• [PROBLEM TO SOLVE]:
Starting at the beginning of the records and ending with the line that contains "positive clicks: (120, 237) (165, 140)", repeat every line word for word, including that final line. Leave the pictures out of your answer.

• [Saved entries]:

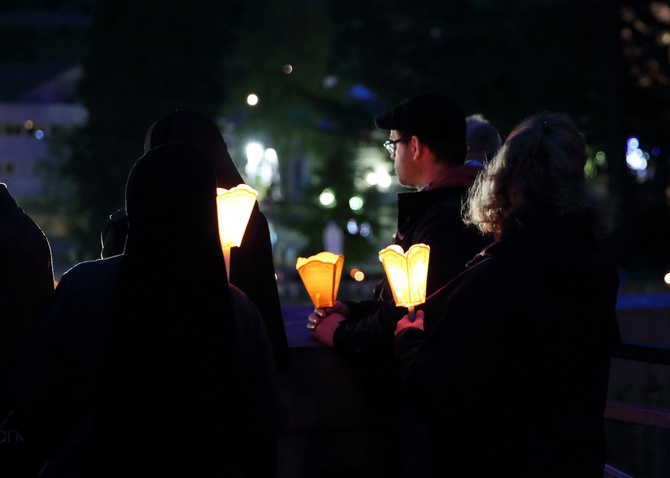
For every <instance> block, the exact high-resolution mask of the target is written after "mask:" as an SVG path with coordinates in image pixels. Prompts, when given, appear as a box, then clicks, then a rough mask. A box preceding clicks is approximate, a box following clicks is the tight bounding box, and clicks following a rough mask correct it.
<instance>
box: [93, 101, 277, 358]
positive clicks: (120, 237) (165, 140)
mask: <svg viewBox="0 0 670 478" xmlns="http://www.w3.org/2000/svg"><path fill="white" fill-rule="evenodd" d="M174 142H179V143H186V144H190V145H192V146H195V147H196V148H197V149H198V150H200V151H201V152H202V153H203V154H204V155H205V156H206V157H207V158H208V159H209V160H210V162H211V164H212V167H213V168H214V171H215V173H216V182H217V184H216V187H219V188H225V189H231V188H233V187H235V186H237V185H239V184H242V183H244V180H243V179H242V176H241V175H240V173H239V172H238V170H237V168H236V167H235V163H234V162H233V160H232V158H231V157H230V154H229V153H228V148H227V146H226V143H225V141H224V140H223V136H222V135H221V132H220V131H219V128H218V127H217V126H216V124H214V122H212V121H211V120H210V119H208V118H206V117H204V116H202V115H201V114H199V113H196V112H193V111H188V110H175V111H173V112H171V113H168V114H167V115H165V116H163V117H162V118H160V119H159V120H158V121H156V122H155V123H154V124H153V125H152V126H151V128H149V130H148V131H147V134H146V138H145V141H144V151H145V152H147V151H149V150H151V149H152V148H155V147H157V146H160V145H162V144H166V143H174ZM163 228H168V229H170V228H171V226H170V225H169V222H168V224H165V225H163ZM166 232H168V231H166ZM126 233H127V220H126V211H125V210H124V209H120V210H118V211H116V212H114V213H113V214H112V215H111V216H110V221H109V223H108V224H107V225H106V227H105V228H104V229H103V231H102V243H103V249H102V257H110V256H112V255H116V254H121V253H122V252H123V250H124V249H123V248H124V244H125V238H126ZM170 233H174V230H172V231H171V232H170ZM230 282H231V283H232V284H235V285H236V286H237V287H239V288H240V289H241V290H242V291H244V292H245V293H246V294H247V295H248V296H249V297H250V298H251V300H252V301H253V302H254V303H255V304H256V306H257V307H258V309H259V310H260V312H261V315H262V316H263V320H264V321H265V326H266V327H267V329H268V334H269V336H270V342H271V343H272V349H273V353H274V358H275V363H276V367H277V370H278V371H284V370H286V369H288V368H289V366H290V358H289V349H288V342H287V340H286V330H285V328H284V321H283V316H282V311H281V304H280V302H279V293H278V291H277V282H276V278H275V269H274V263H273V256H272V243H271V242H270V229H269V226H268V221H267V219H266V217H265V216H264V215H263V213H262V212H261V210H260V208H259V206H258V203H256V204H255V205H254V209H253V211H252V213H251V217H250V218H249V223H248V225H247V229H246V231H245V234H244V239H243V241H242V245H241V246H240V247H234V248H232V249H231V259H230Z"/></svg>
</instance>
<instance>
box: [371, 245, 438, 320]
mask: <svg viewBox="0 0 670 478" xmlns="http://www.w3.org/2000/svg"><path fill="white" fill-rule="evenodd" d="M429 257H430V246H427V245H426V244H414V245H413V246H412V247H410V248H409V249H408V250H407V252H403V250H402V247H400V246H399V245H397V244H393V245H391V246H388V247H387V248H385V249H382V250H381V251H379V258H380V259H381V261H382V265H383V266H384V272H386V277H387V278H388V281H389V285H390V286H391V291H392V292H393V300H394V301H395V305H396V306H398V307H409V308H413V307H414V306H415V305H419V304H423V303H424V302H425V301H426V279H427V278H428V260H429Z"/></svg>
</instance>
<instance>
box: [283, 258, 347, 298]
mask: <svg viewBox="0 0 670 478" xmlns="http://www.w3.org/2000/svg"><path fill="white" fill-rule="evenodd" d="M343 265H344V256H343V255H342V254H333V253H332V252H320V253H318V254H316V255H314V256H311V257H307V258H305V257H299V258H298V261H297V262H296V265H295V268H296V269H297V270H298V273H299V274H300V278H301V279H302V283H303V284H304V285H305V289H307V293H308V294H309V297H310V299H312V303H313V304H314V306H315V307H332V306H333V304H334V303H335V299H337V292H338V290H339V288H340V279H341V277H342V266H343Z"/></svg>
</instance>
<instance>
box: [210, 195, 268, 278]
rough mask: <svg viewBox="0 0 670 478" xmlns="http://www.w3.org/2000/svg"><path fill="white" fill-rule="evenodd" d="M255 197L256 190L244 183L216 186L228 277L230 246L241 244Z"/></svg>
mask: <svg viewBox="0 0 670 478" xmlns="http://www.w3.org/2000/svg"><path fill="white" fill-rule="evenodd" d="M257 198H258V192H257V191H256V190H255V189H253V188H251V187H249V186H247V185H246V184H240V185H238V186H235V187H234V188H231V189H223V188H216V206H217V213H218V217H219V236H220V238H221V247H222V249H223V256H224V258H225V260H226V273H227V274H228V278H230V248H231V247H240V245H241V244H242V238H243V237H244V232H245V231H246V229H247V224H248V222H249V217H251V211H252V210H253V208H254V203H255V202H256V199H257Z"/></svg>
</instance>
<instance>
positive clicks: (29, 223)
mask: <svg viewBox="0 0 670 478" xmlns="http://www.w3.org/2000/svg"><path fill="white" fill-rule="evenodd" d="M53 290H54V275H53V265H52V260H51V247H50V245H49V241H48V240H47V238H46V236H45V235H44V233H43V232H42V230H41V229H40V228H39V226H38V225H37V224H35V222H34V221H33V220H32V219H31V218H30V217H29V216H28V215H27V214H26V213H25V212H24V210H23V209H22V208H21V207H19V205H18V204H17V203H16V201H15V200H14V198H13V197H12V196H11V194H10V193H9V190H8V189H7V186H6V185H5V184H3V183H0V310H1V312H0V470H2V471H0V474H4V473H9V472H10V470H16V474H15V475H13V476H16V477H23V476H35V475H36V472H37V469H35V468H34V466H33V468H31V466H32V465H34V461H33V460H32V457H31V456H30V445H31V443H30V442H25V441H24V438H25V437H23V436H22V435H21V433H22V428H21V426H20V424H19V423H18V422H17V421H16V417H15V414H14V413H13V410H12V407H11V404H10V401H9V393H8V392H9V381H10V378H11V376H12V374H13V371H14V367H15V366H16V362H17V359H18V357H19V352H20V350H21V347H22V344H23V341H24V340H25V337H26V335H27V334H28V331H29V330H30V327H31V326H32V325H33V322H34V321H35V319H36V318H37V316H38V314H39V313H40V312H41V311H42V308H43V307H44V306H45V304H46V302H47V300H48V298H49V297H50V296H51V294H52V293H53ZM23 470H25V472H24V471H23ZM31 473H32V474H31Z"/></svg>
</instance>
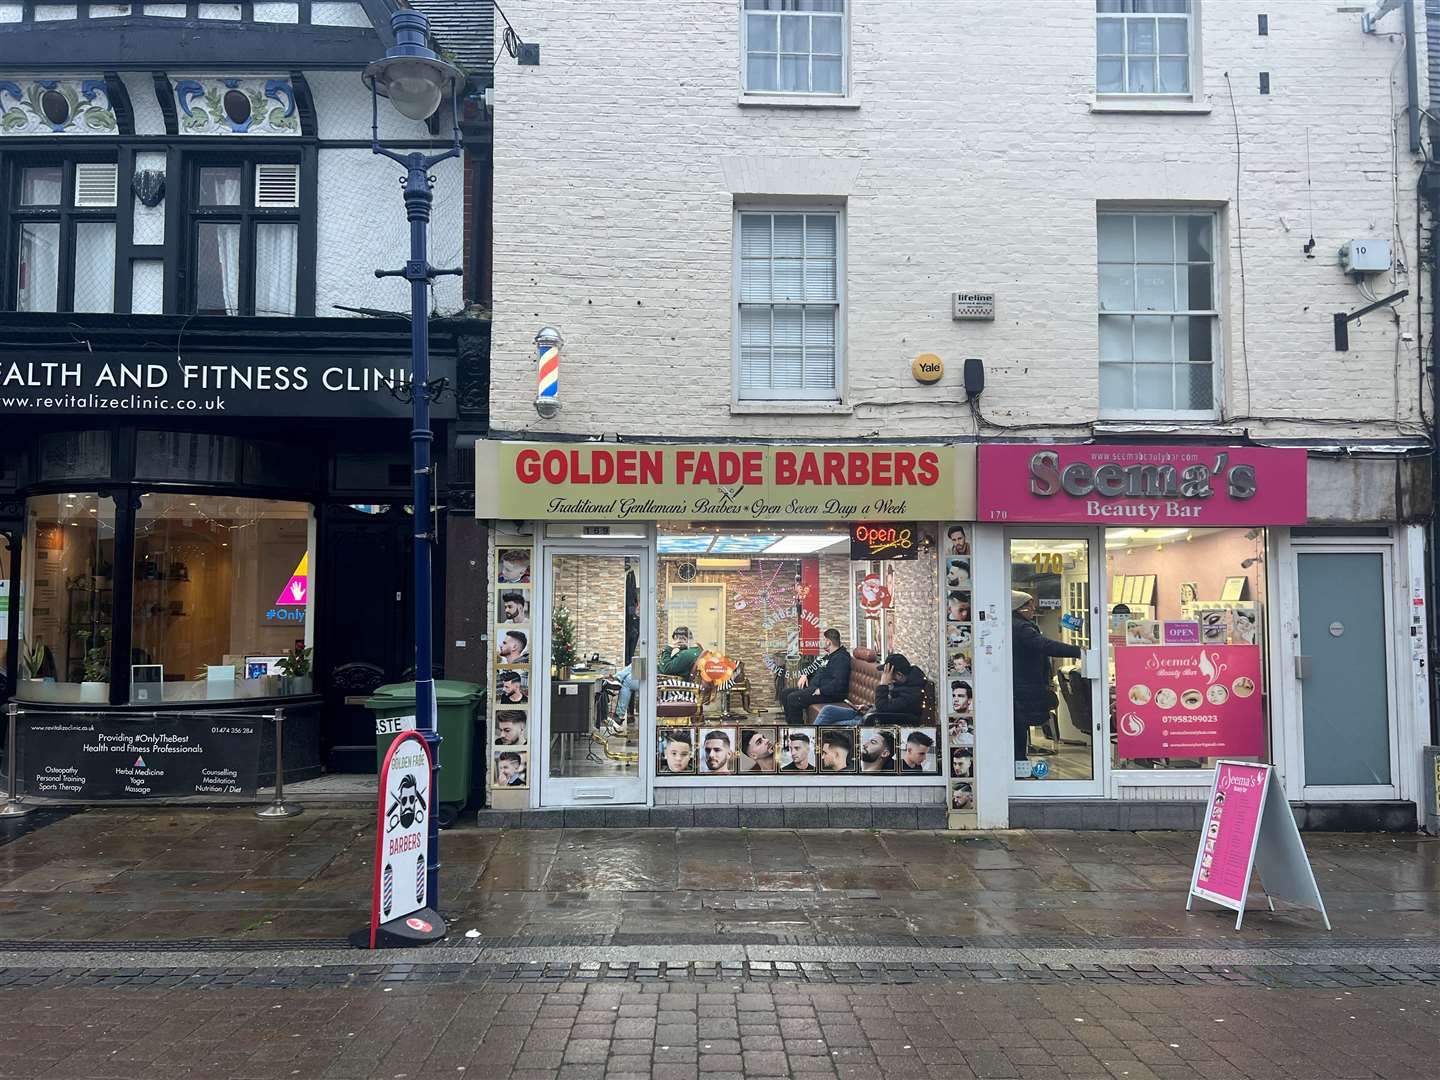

• [SOLUTION TO THE EXERCISE]:
For every <instance> block, the exact high-resolution mask of the target is written after "mask:" as an SVG path with coordinates in image pixels. Prompts, when given, appear as a box, then clicks, then a rough mask. A box preceding clicks is approximate, a box following clicks is the tight bounding box, and clicks following a rough mask correct it.
<instance>
box: [93, 101, 277, 358]
positive clicks: (120, 237) (165, 140)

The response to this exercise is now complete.